## Requirement:
Count the lines in the entries below that contain the string "green", matching case exactly. Reply with the number alone.

====== Task material

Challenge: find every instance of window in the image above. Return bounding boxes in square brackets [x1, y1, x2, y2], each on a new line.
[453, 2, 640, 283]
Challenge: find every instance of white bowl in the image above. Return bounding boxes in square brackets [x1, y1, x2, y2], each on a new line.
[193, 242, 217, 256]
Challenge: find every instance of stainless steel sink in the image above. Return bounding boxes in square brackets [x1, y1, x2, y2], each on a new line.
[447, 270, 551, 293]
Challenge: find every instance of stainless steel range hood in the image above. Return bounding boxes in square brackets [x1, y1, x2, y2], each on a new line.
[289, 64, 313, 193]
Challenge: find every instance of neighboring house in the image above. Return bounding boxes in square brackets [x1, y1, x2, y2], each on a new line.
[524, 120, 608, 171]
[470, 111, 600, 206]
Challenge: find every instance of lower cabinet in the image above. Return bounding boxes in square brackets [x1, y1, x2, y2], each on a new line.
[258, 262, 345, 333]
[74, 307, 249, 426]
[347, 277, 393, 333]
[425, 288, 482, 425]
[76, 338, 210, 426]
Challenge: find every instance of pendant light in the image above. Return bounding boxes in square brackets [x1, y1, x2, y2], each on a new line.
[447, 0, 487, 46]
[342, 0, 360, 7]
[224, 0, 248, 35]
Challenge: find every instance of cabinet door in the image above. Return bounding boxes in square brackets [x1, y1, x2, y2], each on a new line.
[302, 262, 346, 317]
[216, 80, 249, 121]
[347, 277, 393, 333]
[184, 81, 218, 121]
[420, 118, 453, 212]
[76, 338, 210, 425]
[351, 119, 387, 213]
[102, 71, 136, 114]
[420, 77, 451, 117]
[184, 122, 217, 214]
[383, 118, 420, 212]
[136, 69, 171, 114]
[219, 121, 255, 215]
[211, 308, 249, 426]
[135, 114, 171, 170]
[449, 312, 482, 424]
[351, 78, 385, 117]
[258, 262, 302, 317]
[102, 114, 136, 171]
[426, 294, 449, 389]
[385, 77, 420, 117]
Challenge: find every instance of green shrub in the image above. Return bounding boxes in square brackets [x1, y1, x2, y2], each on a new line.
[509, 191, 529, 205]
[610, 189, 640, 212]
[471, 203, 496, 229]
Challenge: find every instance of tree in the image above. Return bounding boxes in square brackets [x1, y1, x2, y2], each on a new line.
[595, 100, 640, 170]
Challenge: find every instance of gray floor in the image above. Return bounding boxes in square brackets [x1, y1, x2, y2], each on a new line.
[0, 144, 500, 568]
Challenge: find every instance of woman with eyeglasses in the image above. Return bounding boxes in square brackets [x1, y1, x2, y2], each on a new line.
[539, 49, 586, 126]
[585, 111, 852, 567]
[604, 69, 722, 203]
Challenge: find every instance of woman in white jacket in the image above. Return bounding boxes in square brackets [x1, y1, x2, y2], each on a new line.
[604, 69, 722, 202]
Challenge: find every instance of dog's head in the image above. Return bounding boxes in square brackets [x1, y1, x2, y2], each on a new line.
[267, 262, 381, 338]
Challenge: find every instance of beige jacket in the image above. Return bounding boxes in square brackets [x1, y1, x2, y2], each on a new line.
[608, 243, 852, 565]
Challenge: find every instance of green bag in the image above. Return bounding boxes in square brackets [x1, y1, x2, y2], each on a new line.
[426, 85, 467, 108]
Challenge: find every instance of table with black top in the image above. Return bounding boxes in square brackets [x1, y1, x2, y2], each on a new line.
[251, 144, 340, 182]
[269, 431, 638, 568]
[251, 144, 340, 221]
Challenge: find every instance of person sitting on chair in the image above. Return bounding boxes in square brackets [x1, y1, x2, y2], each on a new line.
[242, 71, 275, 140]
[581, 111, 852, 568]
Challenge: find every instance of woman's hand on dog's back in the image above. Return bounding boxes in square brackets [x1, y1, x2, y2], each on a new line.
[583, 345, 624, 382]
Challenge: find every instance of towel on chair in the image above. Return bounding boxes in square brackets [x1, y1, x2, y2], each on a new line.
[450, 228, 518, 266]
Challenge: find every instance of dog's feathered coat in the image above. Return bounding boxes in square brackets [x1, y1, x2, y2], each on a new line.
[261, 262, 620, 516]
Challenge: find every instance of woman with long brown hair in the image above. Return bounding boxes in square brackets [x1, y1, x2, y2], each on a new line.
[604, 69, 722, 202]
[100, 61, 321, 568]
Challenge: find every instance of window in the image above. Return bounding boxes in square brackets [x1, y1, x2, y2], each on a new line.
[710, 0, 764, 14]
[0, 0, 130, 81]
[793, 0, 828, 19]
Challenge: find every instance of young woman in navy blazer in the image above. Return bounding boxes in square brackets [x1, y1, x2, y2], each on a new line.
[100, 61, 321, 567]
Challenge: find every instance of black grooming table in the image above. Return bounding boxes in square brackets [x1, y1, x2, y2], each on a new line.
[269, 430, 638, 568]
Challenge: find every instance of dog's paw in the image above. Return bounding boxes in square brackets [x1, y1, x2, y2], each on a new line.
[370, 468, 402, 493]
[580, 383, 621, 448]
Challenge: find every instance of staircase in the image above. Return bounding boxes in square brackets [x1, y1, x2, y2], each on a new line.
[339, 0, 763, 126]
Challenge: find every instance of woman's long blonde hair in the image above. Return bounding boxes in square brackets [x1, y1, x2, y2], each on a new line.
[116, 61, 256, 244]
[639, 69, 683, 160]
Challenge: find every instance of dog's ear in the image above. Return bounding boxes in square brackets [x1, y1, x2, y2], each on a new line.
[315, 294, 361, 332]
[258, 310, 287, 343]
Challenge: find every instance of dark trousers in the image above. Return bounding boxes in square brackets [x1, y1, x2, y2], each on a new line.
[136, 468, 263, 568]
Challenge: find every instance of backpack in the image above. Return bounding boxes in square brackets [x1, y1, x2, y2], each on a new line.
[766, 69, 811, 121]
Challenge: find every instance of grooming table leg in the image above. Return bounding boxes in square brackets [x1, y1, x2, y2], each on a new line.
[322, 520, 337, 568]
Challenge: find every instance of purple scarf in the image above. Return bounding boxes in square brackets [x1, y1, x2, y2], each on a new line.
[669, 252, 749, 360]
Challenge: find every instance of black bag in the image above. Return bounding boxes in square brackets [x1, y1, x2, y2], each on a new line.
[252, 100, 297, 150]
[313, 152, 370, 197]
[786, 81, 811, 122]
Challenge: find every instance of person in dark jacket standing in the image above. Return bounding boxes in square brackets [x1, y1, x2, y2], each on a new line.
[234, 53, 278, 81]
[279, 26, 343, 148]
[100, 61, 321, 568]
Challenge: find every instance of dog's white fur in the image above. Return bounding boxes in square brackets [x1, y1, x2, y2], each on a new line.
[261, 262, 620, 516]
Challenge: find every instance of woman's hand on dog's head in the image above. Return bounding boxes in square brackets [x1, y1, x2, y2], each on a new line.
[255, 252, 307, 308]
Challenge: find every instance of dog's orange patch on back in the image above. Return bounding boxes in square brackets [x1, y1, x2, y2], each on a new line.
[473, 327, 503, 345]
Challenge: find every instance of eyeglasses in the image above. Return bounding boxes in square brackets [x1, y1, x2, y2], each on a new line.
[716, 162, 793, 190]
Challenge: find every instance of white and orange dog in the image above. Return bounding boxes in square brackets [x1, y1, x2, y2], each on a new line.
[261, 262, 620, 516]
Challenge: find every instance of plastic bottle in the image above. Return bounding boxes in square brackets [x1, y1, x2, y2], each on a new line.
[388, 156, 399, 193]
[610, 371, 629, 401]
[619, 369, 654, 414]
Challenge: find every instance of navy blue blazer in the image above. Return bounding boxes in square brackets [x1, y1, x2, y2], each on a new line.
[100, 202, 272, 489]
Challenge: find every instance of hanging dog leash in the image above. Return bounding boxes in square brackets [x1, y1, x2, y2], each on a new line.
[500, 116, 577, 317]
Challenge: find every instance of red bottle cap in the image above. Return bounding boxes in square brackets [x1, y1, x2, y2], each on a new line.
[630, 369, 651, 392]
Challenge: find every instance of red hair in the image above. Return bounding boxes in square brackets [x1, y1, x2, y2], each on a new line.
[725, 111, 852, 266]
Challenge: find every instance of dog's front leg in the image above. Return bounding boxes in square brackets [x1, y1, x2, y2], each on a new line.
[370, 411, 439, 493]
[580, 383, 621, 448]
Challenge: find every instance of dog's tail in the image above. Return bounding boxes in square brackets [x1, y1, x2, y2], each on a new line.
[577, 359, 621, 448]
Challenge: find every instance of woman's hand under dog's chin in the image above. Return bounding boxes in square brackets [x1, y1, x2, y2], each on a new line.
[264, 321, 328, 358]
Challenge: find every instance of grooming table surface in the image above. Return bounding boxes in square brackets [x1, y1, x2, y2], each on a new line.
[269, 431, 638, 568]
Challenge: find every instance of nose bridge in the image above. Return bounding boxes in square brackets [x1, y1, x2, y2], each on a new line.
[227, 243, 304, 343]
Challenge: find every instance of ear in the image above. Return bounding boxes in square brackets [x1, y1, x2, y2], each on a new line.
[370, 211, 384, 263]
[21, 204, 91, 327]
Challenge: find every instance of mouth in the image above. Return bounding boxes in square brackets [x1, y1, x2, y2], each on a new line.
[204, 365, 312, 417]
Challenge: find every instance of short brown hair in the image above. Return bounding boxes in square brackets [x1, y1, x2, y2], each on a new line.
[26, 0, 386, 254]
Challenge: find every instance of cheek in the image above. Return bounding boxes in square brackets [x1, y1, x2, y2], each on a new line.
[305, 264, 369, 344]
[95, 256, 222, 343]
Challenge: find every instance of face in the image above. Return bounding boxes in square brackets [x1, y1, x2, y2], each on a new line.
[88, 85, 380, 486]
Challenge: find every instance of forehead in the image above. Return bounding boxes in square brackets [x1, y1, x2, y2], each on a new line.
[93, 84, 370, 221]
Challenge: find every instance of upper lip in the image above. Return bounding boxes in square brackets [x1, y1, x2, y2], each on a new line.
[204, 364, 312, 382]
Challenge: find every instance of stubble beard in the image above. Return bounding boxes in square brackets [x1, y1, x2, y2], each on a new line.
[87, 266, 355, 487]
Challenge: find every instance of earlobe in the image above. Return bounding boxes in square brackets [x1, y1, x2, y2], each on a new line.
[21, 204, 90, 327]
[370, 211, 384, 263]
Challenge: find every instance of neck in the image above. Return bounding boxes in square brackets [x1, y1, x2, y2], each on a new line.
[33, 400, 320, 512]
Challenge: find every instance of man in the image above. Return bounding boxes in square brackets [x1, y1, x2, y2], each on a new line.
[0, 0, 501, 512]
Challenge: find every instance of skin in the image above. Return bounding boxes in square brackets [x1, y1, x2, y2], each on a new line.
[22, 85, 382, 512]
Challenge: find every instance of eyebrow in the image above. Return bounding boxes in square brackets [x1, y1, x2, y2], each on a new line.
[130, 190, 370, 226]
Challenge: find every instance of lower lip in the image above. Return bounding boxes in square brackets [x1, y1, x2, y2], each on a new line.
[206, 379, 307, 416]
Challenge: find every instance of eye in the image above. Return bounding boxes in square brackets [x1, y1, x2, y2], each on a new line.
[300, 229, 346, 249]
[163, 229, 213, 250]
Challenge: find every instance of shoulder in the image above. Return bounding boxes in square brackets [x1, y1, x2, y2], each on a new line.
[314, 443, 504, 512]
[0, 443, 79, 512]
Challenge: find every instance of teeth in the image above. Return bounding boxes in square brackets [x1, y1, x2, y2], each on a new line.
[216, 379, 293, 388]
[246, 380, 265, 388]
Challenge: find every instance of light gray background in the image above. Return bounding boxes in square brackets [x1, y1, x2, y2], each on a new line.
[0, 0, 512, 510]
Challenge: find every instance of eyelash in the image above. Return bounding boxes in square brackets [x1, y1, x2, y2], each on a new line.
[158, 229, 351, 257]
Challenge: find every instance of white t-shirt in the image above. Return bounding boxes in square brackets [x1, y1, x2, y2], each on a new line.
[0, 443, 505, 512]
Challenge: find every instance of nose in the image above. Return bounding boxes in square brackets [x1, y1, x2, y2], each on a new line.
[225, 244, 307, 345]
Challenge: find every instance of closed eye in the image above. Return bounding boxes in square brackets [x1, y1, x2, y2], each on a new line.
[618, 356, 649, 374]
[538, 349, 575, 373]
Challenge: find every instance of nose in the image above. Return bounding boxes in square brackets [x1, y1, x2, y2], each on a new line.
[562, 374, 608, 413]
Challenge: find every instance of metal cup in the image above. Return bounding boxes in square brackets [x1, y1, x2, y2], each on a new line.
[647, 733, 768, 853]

============

## Reply:
2